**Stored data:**
----

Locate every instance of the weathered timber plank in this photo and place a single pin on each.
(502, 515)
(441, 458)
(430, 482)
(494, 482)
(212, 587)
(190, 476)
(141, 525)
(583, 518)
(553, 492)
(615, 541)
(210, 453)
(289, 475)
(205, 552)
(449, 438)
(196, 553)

----

**WHAT YOU NEED TO DO:**
Write the records out once more. Change nothing.

**WORKED SOLUTION:**
Locate every instance of the weathered timber plank in this photo and place a single pin on each.
(502, 515)
(441, 458)
(430, 482)
(494, 482)
(212, 587)
(190, 476)
(141, 525)
(583, 518)
(553, 492)
(615, 541)
(210, 453)
(289, 475)
(205, 552)
(449, 438)
(196, 553)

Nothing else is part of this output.